* START Information shown *
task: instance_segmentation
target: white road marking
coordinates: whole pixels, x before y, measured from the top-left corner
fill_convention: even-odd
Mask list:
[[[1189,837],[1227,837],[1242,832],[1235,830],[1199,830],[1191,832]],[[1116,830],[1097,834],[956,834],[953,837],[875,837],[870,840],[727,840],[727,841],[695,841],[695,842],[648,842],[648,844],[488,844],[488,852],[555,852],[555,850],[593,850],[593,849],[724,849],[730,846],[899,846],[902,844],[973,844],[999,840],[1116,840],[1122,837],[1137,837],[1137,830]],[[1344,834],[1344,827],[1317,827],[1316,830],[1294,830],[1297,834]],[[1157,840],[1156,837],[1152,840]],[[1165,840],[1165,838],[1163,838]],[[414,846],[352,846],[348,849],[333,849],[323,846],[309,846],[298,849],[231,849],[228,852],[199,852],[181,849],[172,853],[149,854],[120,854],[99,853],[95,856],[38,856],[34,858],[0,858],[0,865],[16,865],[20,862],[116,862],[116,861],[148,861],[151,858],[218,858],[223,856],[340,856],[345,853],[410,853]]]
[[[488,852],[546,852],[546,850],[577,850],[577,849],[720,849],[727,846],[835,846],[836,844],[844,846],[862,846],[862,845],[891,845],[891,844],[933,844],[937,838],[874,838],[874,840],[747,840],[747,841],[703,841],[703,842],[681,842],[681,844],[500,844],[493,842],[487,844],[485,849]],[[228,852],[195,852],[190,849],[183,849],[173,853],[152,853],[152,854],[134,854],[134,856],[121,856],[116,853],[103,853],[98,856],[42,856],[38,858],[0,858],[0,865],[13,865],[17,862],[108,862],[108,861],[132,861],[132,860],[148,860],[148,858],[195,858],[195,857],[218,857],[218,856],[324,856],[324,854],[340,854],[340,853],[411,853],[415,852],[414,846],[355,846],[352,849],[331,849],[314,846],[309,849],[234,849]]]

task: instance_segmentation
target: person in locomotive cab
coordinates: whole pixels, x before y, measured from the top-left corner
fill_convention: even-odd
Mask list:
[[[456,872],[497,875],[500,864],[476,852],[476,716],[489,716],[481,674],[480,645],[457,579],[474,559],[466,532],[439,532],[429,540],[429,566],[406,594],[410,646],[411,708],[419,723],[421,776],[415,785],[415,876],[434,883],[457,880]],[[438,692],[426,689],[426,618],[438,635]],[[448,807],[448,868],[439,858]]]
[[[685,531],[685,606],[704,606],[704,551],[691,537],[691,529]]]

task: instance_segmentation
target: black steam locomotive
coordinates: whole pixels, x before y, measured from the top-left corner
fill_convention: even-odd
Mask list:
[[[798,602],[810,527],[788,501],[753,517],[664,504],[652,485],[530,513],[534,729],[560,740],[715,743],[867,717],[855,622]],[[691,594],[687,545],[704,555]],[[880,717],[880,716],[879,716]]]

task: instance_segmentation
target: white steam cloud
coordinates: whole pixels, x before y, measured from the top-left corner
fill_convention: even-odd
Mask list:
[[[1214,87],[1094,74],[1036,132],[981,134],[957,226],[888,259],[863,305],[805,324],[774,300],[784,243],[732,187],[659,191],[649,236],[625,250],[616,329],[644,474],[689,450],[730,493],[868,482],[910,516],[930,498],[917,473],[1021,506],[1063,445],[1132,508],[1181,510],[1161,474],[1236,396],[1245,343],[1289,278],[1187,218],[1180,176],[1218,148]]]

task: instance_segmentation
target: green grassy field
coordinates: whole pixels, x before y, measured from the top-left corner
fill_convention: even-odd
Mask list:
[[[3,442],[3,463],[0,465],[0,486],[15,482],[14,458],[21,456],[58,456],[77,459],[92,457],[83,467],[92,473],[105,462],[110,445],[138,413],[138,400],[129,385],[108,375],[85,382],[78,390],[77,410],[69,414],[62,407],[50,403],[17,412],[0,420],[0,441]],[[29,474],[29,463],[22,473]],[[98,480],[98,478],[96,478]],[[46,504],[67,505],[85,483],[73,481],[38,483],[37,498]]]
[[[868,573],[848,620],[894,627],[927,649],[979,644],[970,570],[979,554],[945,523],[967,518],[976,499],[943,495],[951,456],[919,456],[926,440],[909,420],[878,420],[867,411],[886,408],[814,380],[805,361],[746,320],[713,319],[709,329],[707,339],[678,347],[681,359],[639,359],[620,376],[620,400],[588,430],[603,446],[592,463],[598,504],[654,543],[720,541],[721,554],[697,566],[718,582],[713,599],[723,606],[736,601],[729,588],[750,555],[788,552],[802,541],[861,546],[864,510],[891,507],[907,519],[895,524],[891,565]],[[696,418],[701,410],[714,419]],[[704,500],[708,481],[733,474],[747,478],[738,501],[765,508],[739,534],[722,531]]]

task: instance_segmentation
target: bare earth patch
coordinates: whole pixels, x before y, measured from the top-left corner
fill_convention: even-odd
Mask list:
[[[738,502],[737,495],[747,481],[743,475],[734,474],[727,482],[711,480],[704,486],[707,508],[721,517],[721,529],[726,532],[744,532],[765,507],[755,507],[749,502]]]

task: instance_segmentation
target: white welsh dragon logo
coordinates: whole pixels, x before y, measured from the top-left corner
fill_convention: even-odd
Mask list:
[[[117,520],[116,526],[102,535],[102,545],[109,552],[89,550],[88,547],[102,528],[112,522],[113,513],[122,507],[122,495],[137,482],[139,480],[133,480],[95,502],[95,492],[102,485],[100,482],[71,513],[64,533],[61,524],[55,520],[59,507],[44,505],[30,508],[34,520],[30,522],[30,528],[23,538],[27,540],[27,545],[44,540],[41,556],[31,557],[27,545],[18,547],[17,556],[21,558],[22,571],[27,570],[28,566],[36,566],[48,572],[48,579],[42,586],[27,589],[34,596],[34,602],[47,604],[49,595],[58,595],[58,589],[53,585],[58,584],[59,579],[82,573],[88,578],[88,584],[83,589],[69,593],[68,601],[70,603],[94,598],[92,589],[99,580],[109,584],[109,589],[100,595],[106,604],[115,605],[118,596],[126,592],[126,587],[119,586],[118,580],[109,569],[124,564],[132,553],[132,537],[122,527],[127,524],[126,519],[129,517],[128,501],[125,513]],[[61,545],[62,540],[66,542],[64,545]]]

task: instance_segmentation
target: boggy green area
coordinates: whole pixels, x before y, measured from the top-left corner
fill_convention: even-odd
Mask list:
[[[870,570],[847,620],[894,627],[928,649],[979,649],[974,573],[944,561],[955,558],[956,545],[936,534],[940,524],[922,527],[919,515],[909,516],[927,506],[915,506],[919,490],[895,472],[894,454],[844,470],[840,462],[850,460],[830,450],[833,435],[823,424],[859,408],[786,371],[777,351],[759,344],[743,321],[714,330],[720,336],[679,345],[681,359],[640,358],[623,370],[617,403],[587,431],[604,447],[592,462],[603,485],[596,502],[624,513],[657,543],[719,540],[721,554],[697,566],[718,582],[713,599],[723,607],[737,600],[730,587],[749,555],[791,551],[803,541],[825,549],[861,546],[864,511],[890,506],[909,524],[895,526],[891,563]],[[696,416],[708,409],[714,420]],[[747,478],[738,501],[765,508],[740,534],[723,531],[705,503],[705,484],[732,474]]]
* END Information shown *
--- Problem details ---
Extract all the material, leaving every line as it is.

--- Complete output ---
task: instance_segmentation
target: white road marking
coordinates: whole pixels, x before y, measured from the top-left corner
fill_convention: even-odd
Mask list:
[[[1189,837],[1227,837],[1242,832],[1235,830],[1199,830],[1191,832]],[[1116,830],[1097,834],[956,834],[953,837],[875,837],[870,840],[727,840],[727,841],[695,841],[695,842],[648,842],[648,844],[488,844],[488,852],[555,852],[555,850],[593,850],[593,849],[724,849],[730,846],[899,846],[902,844],[973,844],[999,840],[1116,840],[1122,837],[1137,837],[1137,830]],[[1344,834],[1344,827],[1317,827],[1316,830],[1294,830],[1297,834]],[[1157,840],[1156,837],[1152,840]],[[1165,840],[1165,838],[1163,838]],[[414,846],[352,846],[348,849],[333,849],[323,846],[309,846],[298,849],[231,849],[228,852],[199,852],[181,849],[172,853],[149,854],[120,854],[99,853],[95,856],[38,856],[34,858],[0,858],[0,865],[16,865],[20,862],[116,862],[116,861],[148,861],[151,858],[218,858],[223,856],[340,856],[345,853],[410,853]]]
[[[488,852],[546,852],[546,850],[577,850],[577,849],[720,849],[727,846],[835,846],[836,844],[844,846],[862,846],[862,845],[891,845],[891,844],[933,844],[937,838],[874,838],[874,840],[747,840],[747,841],[703,841],[703,842],[681,842],[681,844],[500,844],[493,842],[487,844],[485,849]],[[228,852],[195,852],[190,849],[183,849],[173,853],[152,853],[152,854],[134,854],[134,856],[121,856],[116,853],[103,853],[98,856],[42,856],[38,858],[0,858],[0,865],[13,865],[17,862],[108,862],[108,861],[132,861],[132,860],[148,860],[148,858],[195,858],[195,857],[218,857],[218,856],[324,856],[324,854],[340,854],[340,853],[411,853],[415,852],[414,846],[355,846],[352,849],[331,849],[314,846],[309,849],[234,849]]]

task: instance_segmentation
target: person in locomotive cab
coordinates: whole pixels, x before y, measured from the top-left corner
fill_convention: even-odd
Mask list:
[[[456,872],[497,875],[500,864],[476,852],[476,716],[489,716],[481,674],[480,645],[457,579],[474,559],[466,532],[439,532],[429,540],[429,566],[406,594],[410,646],[411,708],[419,723],[421,776],[415,785],[415,876],[434,883],[457,880]],[[438,692],[426,689],[426,618],[438,635]],[[448,807],[448,868],[439,858]]]
[[[685,531],[685,606],[704,606],[704,551],[691,537],[691,529]]]

task: instance_segmentation
target: black steam locomotive
coordinates: whole pixels, x before y, measured from the top-left corner
fill_convention: even-odd
Mask list:
[[[798,602],[810,527],[788,501],[753,517],[664,504],[652,485],[530,513],[534,729],[560,740],[715,743],[867,717],[855,622]],[[691,594],[687,545],[704,555]],[[880,717],[880,716],[879,716]]]

task: instance_segmentation
target: white steam cloud
coordinates: whole pixels, x before y, measured from the top-left corner
fill_convention: even-odd
Mask list:
[[[1214,87],[1094,74],[1036,132],[981,134],[957,226],[888,259],[863,305],[805,324],[774,300],[784,243],[732,187],[659,191],[649,236],[625,250],[616,329],[644,474],[689,450],[730,493],[868,482],[910,516],[930,498],[917,473],[1021,506],[1063,445],[1132,508],[1181,510],[1161,474],[1236,396],[1245,343],[1289,278],[1187,218],[1180,176],[1218,148]]]

task: instance_segmentation
target: green grassy field
coordinates: whole pixels, x before y, measured from the top-left corner
fill_convention: even-odd
Mask list:
[[[3,442],[3,463],[0,465],[0,486],[15,482],[14,458],[21,456],[58,456],[77,459],[92,457],[83,467],[92,473],[105,462],[110,445],[138,413],[138,400],[129,385],[108,375],[85,382],[78,390],[77,410],[69,414],[62,407],[50,403],[17,412],[0,420],[0,441]],[[29,474],[29,463],[22,473]],[[98,480],[98,478],[96,478]],[[46,504],[67,505],[85,483],[73,481],[38,483],[37,498]]]
[[[868,573],[848,620],[894,627],[927,649],[979,644],[970,570],[979,554],[945,523],[967,518],[976,499],[943,495],[951,456],[919,456],[926,440],[909,420],[878,420],[867,411],[886,408],[814,380],[805,361],[746,320],[713,319],[709,329],[707,339],[678,347],[681,359],[639,359],[620,376],[620,400],[588,430],[603,446],[592,463],[598,504],[654,543],[720,541],[721,554],[697,566],[718,582],[713,599],[723,606],[736,601],[729,588],[750,555],[788,552],[802,541],[861,546],[864,510],[891,507],[907,519],[895,524],[891,565]],[[696,418],[701,410],[714,419]],[[704,500],[708,481],[733,474],[747,478],[738,501],[765,508],[739,534],[722,531]]]

task: instance_segmentation
target: bare earth patch
coordinates: whole pixels, x before y, measured from the top-left corner
fill_convention: even-odd
Mask list:
[[[738,502],[737,495],[747,481],[743,475],[734,474],[727,482],[711,480],[704,486],[707,508],[721,517],[721,529],[726,532],[744,532],[765,507],[755,507],[749,502]]]

task: instance_segmentation
target: white welsh dragon logo
coordinates: whole pixels, x before y, measured from the top-left corner
fill_convention: even-odd
Mask list:
[[[117,520],[116,526],[102,535],[102,545],[109,552],[89,550],[88,547],[102,528],[112,522],[113,513],[122,507],[122,495],[137,482],[139,480],[133,480],[95,502],[95,492],[102,485],[100,482],[71,513],[64,533],[61,524],[55,520],[59,507],[44,505],[30,508],[34,520],[30,522],[30,528],[23,538],[27,540],[27,545],[44,540],[41,556],[31,557],[27,545],[18,547],[17,556],[21,558],[22,571],[27,570],[28,566],[36,566],[48,572],[48,579],[42,586],[27,589],[34,596],[34,602],[47,604],[49,595],[58,595],[58,589],[53,585],[58,584],[59,579],[82,573],[88,578],[88,584],[83,589],[69,593],[68,601],[70,603],[94,598],[92,589],[99,580],[109,584],[109,589],[100,595],[106,604],[115,605],[118,596],[126,592],[126,587],[119,586],[118,580],[109,569],[124,564],[132,553],[132,537],[122,527],[127,524],[126,519],[129,517],[128,501],[125,513]],[[61,545],[62,540],[66,542],[64,545]]]

task: instance_segmentation
target: boggy green area
coordinates: whole pixels, x before y, measured from the top-left corner
fill_convention: even-odd
Mask list:
[[[870,570],[847,620],[894,627],[928,649],[979,649],[974,573],[944,561],[955,558],[956,545],[936,534],[940,524],[922,527],[919,515],[909,516],[927,506],[915,506],[919,490],[895,472],[894,454],[844,470],[840,462],[850,460],[830,450],[833,435],[823,424],[859,408],[786,371],[777,351],[759,344],[743,321],[714,330],[720,336],[679,345],[681,359],[640,358],[623,370],[617,403],[587,431],[604,447],[592,462],[603,485],[596,502],[624,513],[657,543],[719,540],[721,554],[697,566],[718,582],[713,599],[723,607],[737,600],[730,587],[749,555],[791,551],[803,541],[825,549],[861,546],[864,511],[890,506],[909,524],[895,526],[891,563]],[[696,416],[708,409],[714,420]],[[747,478],[738,501],[765,508],[740,534],[723,531],[705,503],[705,484],[732,474]]]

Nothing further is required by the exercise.